The growth of returns abuse has followed the growth of digital commerce like a revenue-draining shadow. While digital commerce has returned to normal growth trends following the breakneck growth speed of the previous two years, Forter’s data shows that returns abuse is holding steady — indicating that whatever else changes, companies are still losing revenue to cheating refund claims.
In recent years, consumers have become far savvier about tricks they can abuse to put money back into their pockets. During economic uncertainty, it’s unsurprising that more good customers are willing to stretch their moral boundaries to protect their wallets while maintaining the lifestyle to which they’ve become accustomed.
The Industrialization of Returns Abuse
As more shoppers continue to move online, so has returns abuse — also called refund abuse or refund claims abuse. But it’s only in the last few years that this form of fraud has become a severe drain on many merchants’ bottom line.
What has changed is that returns abuse has become industrialized. No longer an amateur effort carried out by wallet-conscious consumers, it became a professional business. Professional fraudsters — sometimes called “refundsters” due to their primary focus on returns abuse – offer their services to customers and carry out returns abuse quickly, efficiently, and at scale.
The method is very simple:
- A customer orders and receives an item.
- The fraudster contacts the merchant to claim the item has either not arrived, or has arrived damaged. They know the policies of each merchant, and tailor their story to ensure the refund.

● ● ● ● ● ● ●

GOAL. In the returns abuse article, what nickname is given to professional fraudsters who focus mainly on returns abuse?

RAW DATA.
● ● ● ● ● ● ●

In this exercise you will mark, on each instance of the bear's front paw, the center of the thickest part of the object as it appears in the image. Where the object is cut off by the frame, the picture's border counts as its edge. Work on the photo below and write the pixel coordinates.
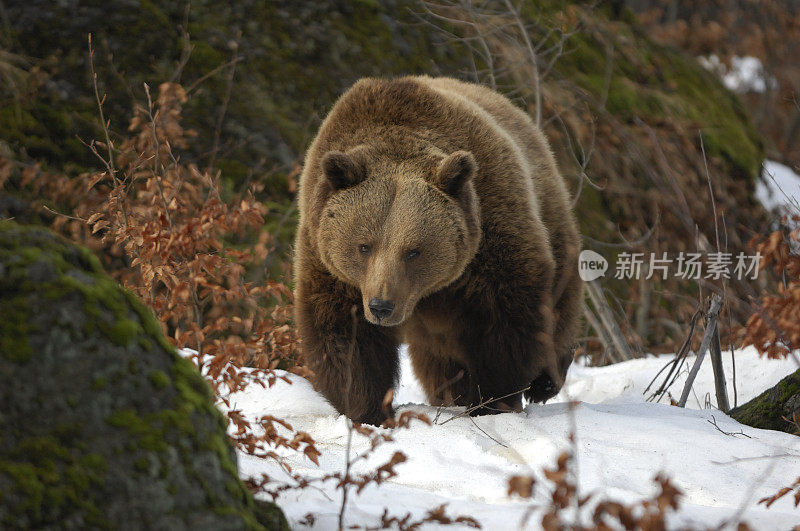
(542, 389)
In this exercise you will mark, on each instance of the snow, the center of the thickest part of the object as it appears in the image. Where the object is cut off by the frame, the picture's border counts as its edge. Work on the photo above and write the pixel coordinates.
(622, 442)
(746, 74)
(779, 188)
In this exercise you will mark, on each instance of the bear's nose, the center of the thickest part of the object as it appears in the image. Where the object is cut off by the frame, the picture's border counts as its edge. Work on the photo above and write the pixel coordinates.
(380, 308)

● ● ● ● ● ● ●

EXERCISE RESPONSE. Refundsters